==== SELECTED TEXT

Top business jobs do require an exceptionally talented candidate and when you get to such a narrow stratum of the business population is it really such a surprise that you don’t find representatives from every walk of life? Is there debate around discrimination against the unexceptional people in society? Those who are great assets to a business but cannot work until 2am in the morning? The people who say “I want to have a brilliant career and a brilliant family life in equal measure”? Perhaps we should be focussing on letting women get on with their careers and creating their own definition of success so that a woman running a multi-million pound company isn’t constantly marked out as the sole example of success in a man’s world. The women I would love to hear from are the ones who are happy, content and successful in their jobs and who have achieved a work-life balance. There are plenty of stories of women flying high because they’ve sacrificed something from their personal life or are so hard-wired to business that they started turning a profit selling tampons in the school toilets aged 11. I want to hear more from women who have achieved the Holy Grail of a perfect work-life balance – if such a thing indeed exists. That I would find inspirational.

Mayer have a career please?

24 Jul

Mums get it in the neck. Sometimes they just can’t win. Debate is raging around Marissa Mayer, Yahoo’s CEO, and her assertion that she’ll only be taking a few weeks of maternity leave and plans to pretty much work through it. Naive? Yes. (A newborn is bloody hard work.) But with lots of cash to throw at the situation? Well, yes, maybe it is possible to resume your career the day the baby and mother are booted out of the private hospital followed by a gaggle of muslin-clutching nannies ready to mop up every posset. Three cheers for the woman with a successful career! Hooray for the woman who’s having a baby! But a woman trying to have a career and a baby at the same time? Boo hiss!

========

[YOUR TASKS]:
1. Copy the part of the text on women's careers starting with "Mums get it" and going on through "time? Boo hiss!".
2. Sum up the text on women's careers in two sentences.

==== DATA FOR REVIEW

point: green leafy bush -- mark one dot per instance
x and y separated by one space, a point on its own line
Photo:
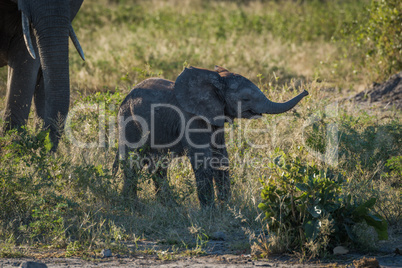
299 198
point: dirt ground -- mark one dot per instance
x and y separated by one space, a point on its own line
391 260
217 254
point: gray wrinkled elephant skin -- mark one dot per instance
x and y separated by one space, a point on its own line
162 119
34 44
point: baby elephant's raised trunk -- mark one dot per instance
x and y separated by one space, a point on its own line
277 108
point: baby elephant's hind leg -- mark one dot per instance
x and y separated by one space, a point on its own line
130 186
161 182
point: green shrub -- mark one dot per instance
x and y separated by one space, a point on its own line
299 198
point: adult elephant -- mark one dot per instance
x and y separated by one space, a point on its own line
34 44
161 119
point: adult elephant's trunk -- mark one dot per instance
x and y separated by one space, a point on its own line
277 108
51 25
52 32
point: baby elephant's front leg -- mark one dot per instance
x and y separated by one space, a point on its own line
204 179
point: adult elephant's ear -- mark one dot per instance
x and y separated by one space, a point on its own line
200 92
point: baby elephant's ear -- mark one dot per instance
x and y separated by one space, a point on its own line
200 92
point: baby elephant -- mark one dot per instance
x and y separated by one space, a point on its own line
161 119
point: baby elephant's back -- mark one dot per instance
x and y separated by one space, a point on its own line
150 115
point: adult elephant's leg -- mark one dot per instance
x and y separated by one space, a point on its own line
22 75
39 96
159 170
221 176
200 162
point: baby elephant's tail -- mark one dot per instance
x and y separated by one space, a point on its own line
116 163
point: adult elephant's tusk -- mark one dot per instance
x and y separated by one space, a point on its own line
76 43
27 35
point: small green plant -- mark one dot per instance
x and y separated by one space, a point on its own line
299 198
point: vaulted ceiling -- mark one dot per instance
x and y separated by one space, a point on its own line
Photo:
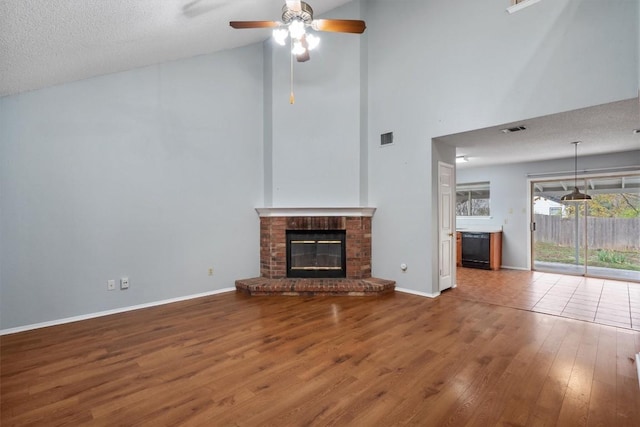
45 43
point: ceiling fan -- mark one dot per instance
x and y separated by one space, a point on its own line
297 16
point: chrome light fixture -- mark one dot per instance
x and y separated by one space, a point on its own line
575 195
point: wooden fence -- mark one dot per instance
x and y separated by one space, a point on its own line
602 233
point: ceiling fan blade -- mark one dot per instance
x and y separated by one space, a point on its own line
294 5
254 24
303 57
339 25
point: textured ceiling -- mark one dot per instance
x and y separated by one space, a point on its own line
607 128
48 42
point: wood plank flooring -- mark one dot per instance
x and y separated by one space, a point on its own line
608 302
235 360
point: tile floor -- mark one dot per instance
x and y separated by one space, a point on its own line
608 302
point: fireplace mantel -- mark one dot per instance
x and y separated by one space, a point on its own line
338 211
277 223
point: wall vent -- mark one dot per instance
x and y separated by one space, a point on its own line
513 129
386 139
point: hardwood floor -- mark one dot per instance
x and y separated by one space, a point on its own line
234 360
608 302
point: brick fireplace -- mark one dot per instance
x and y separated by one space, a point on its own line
274 225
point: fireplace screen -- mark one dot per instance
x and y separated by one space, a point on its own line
316 254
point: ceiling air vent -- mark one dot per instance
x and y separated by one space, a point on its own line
386 139
513 129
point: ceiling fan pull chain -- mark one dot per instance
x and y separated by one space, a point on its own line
292 98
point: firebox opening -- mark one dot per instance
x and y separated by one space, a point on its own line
316 253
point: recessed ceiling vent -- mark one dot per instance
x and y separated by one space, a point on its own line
386 139
513 129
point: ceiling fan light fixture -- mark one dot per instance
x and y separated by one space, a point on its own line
575 195
280 35
296 29
312 41
298 49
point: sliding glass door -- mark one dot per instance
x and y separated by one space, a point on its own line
597 238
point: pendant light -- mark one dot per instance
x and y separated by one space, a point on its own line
575 195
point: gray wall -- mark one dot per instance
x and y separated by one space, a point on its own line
316 142
443 67
509 200
152 174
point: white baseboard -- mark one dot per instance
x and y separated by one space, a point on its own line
109 312
422 294
507 267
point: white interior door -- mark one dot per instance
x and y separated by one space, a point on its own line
446 225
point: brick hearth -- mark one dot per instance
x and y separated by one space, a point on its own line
274 223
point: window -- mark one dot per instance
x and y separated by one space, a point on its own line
472 199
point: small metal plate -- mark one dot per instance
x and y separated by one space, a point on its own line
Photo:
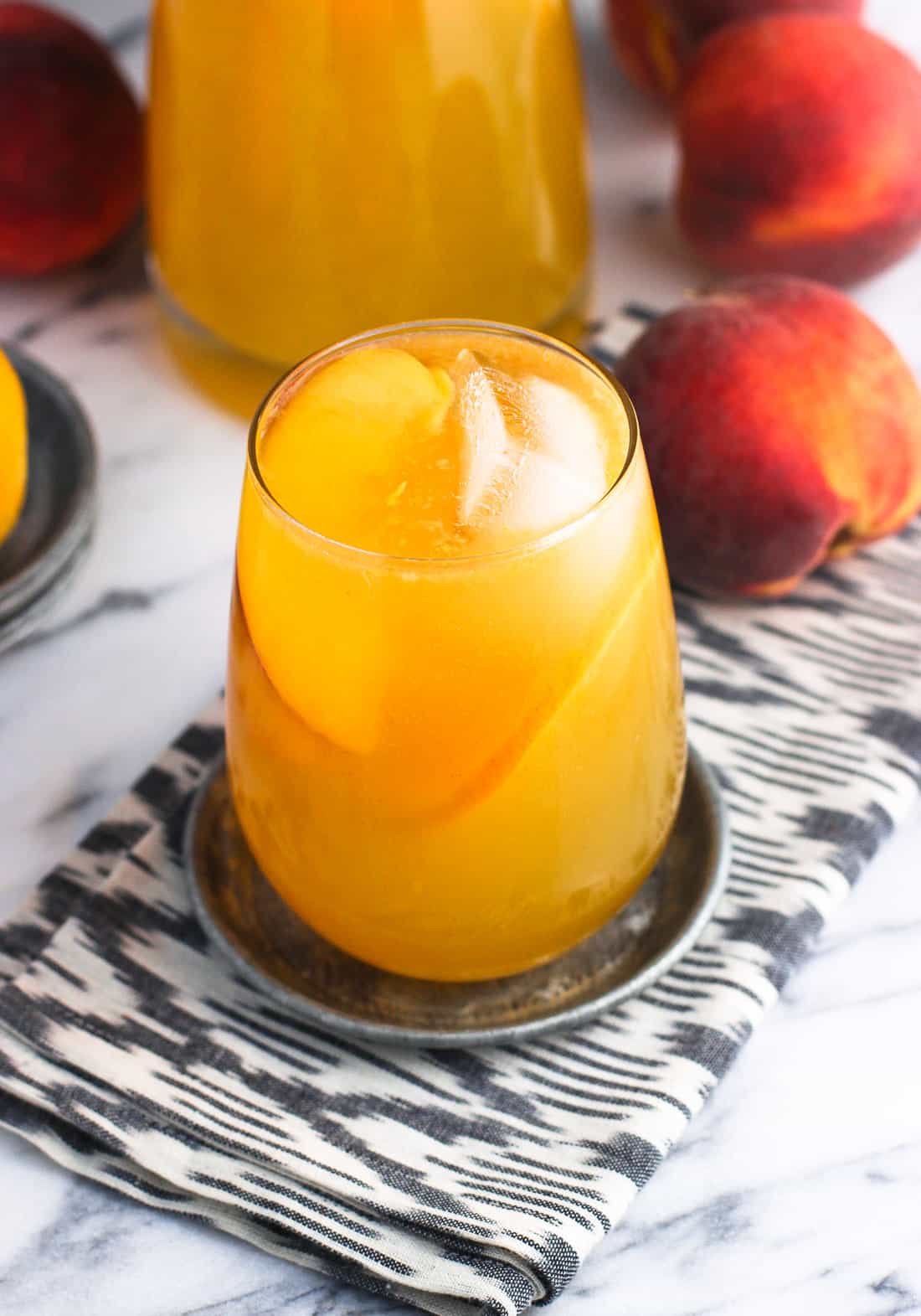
297 969
46 545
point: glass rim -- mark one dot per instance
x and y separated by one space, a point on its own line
342 346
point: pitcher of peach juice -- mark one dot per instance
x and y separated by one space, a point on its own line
455 724
317 168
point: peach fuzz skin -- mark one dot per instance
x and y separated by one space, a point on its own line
780 426
801 149
656 39
71 144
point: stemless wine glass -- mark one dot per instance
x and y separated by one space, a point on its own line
317 168
453 766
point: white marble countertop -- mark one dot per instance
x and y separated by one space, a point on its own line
798 1191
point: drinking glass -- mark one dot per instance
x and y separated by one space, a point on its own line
454 766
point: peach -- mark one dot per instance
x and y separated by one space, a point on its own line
656 39
810 163
71 154
780 426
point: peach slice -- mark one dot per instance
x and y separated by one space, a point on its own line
315 612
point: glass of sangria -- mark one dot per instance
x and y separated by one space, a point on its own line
455 726
320 168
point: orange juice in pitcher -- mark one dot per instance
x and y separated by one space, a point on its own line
322 168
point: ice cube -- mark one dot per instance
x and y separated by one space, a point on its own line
566 429
486 447
532 452
546 493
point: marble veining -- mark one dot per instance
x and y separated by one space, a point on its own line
796 1193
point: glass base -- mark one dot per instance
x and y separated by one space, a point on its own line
239 382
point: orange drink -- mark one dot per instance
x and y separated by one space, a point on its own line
322 168
455 724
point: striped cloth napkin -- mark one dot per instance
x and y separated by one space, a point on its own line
465 1180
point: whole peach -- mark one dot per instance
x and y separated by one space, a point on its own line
71 154
801 149
656 39
780 426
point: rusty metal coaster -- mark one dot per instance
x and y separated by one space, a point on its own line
271 947
46 545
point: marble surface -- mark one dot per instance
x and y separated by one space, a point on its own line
799 1189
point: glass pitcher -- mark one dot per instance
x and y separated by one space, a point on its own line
319 168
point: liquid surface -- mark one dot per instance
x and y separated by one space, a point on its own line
451 445
322 168
13 446
453 767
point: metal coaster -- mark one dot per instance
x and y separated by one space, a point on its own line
301 972
46 545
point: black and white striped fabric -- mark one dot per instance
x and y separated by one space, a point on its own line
462 1180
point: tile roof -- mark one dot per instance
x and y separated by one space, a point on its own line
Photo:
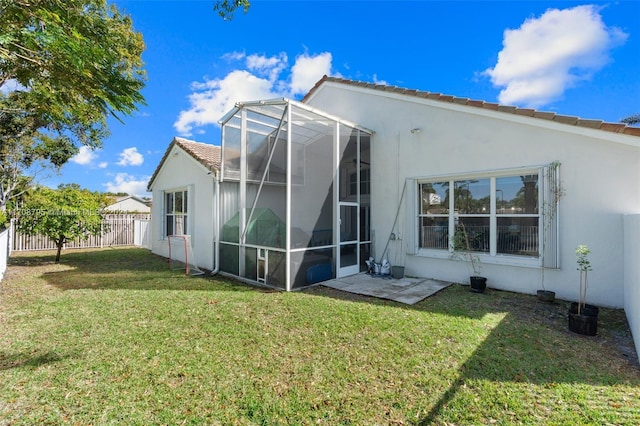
564 119
210 156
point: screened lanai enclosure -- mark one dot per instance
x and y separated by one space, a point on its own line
294 195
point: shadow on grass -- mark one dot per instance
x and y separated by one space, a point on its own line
530 344
9 361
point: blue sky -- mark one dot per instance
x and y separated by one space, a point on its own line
574 58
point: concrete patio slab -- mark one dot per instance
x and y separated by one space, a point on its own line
404 290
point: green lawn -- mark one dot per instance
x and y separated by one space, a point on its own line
112 336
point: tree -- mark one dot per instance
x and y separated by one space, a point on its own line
631 120
65 67
226 8
63 214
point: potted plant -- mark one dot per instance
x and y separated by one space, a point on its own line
583 318
461 248
549 209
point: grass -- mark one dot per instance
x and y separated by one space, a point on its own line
113 336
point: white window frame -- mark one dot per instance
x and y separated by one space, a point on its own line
185 214
547 177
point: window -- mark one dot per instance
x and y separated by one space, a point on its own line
501 212
175 206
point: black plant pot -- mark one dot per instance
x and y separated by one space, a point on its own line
585 323
587 310
478 284
546 296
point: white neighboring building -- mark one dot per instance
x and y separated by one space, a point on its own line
129 204
183 188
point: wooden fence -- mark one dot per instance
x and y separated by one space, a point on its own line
118 230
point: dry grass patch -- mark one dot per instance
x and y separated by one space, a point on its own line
113 336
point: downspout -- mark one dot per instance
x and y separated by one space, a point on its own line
215 210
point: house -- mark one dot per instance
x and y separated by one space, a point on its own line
183 187
129 204
310 190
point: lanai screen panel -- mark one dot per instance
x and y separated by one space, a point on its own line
312 198
282 158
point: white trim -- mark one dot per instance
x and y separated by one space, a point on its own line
494 114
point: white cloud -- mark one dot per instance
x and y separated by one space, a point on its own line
130 157
214 98
308 70
270 67
124 182
552 53
262 79
84 156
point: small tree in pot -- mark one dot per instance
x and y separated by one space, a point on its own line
461 248
583 318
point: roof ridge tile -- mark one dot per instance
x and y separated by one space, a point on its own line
510 109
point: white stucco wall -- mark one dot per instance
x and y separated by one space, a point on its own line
632 275
600 173
129 205
181 171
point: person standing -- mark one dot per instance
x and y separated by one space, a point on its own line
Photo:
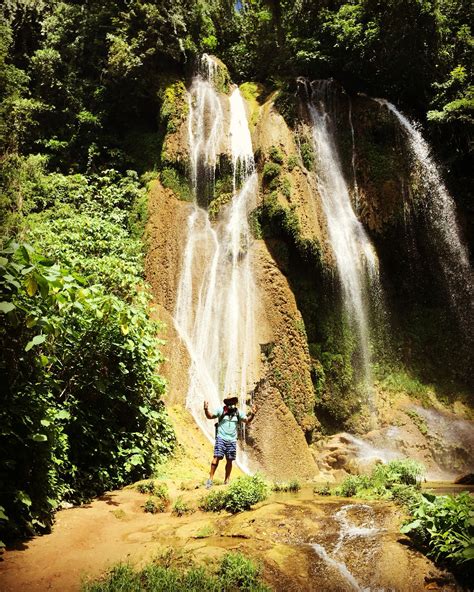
228 419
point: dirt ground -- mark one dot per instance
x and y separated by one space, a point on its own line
282 533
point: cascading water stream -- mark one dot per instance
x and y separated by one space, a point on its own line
356 262
441 216
216 294
351 533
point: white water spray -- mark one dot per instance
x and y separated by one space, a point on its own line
350 533
356 261
441 212
216 293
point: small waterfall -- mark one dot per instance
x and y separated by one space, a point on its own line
356 261
216 295
441 218
357 528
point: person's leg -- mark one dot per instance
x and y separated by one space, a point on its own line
218 455
214 465
230 454
228 470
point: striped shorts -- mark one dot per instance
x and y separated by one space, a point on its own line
225 448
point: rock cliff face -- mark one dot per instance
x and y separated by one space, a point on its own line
306 385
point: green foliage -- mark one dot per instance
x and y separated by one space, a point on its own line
324 490
153 506
234 572
286 104
241 495
292 162
150 486
271 170
404 472
174 106
205 532
397 480
180 507
175 181
418 421
214 501
276 155
292 486
81 392
307 155
443 527
240 573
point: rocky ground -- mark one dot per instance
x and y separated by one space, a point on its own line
304 541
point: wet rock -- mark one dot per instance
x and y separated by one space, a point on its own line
466 479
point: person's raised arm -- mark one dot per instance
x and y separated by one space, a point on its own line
250 415
206 411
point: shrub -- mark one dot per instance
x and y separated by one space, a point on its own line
275 155
235 572
271 170
180 507
443 527
154 506
205 532
214 501
383 479
292 486
173 180
244 492
405 471
307 155
325 490
146 487
80 389
239 496
292 162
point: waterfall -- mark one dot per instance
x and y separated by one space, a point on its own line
441 219
216 294
356 262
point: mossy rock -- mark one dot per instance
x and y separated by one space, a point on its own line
174 105
177 182
217 204
276 155
307 155
251 92
286 104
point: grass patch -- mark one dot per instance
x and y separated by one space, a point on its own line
172 179
235 572
322 490
241 495
205 532
154 506
180 508
443 527
292 486
418 421
384 480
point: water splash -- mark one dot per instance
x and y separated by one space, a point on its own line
216 294
441 216
356 261
368 453
349 532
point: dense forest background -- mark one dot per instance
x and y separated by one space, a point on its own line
83 112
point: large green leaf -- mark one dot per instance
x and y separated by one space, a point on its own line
37 340
6 307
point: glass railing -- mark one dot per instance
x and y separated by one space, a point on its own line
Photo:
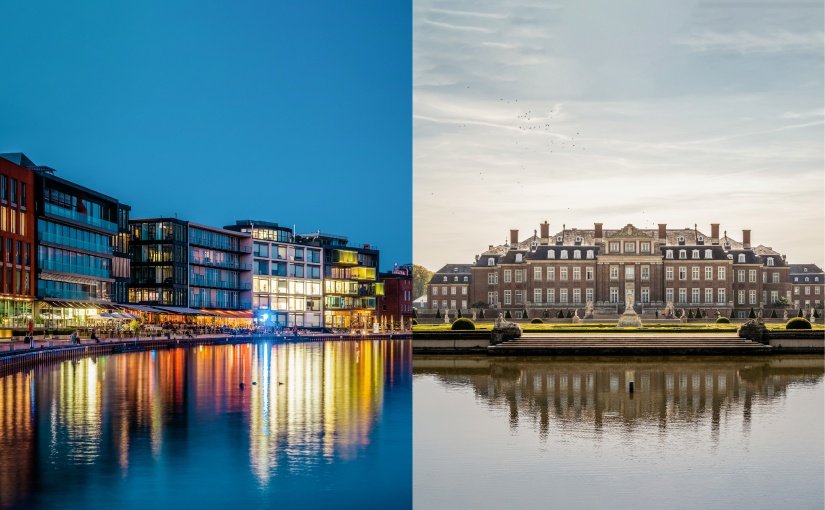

========

[TASK-BY-TASK ANSWERS]:
1.
Mums get it in the neck. Sometimes they just can’t win. Debate is raging around Marissa Mayer, Yahoo’s CEO, and her assertion that she’ll only be taking a few weeks of maternity leave and plans to pretty much work through it. Naive? Yes. (A newborn is bloody hard work.) But with lots of cash to throw at the situation? Well, yes, maybe it is possible to resume your career the day the baby and mother are booted out of the private hospital followed by a gaggle of muslin-clutching nannies ready to mop up every posset. Three cheers for the woman with a successful career! Hooray for the woman who’s having a baby! But a woman trying to have a career and a baby at the same time? Boo hiss!

2. The writer says top business jobs need exceptionally talented candidates and wants to hear less from women who rose by sacrificing their personal lives and more from women who are happy and successful at work and have a work-life balance. The text also covers the debate over Yahoo CEO Marissa Mayer's plan to take only a few weeks of maternity leave, calling it naive but maybe possible with lots of cash, and notes that a woman who tries to have a career and a baby at the same time gets booed.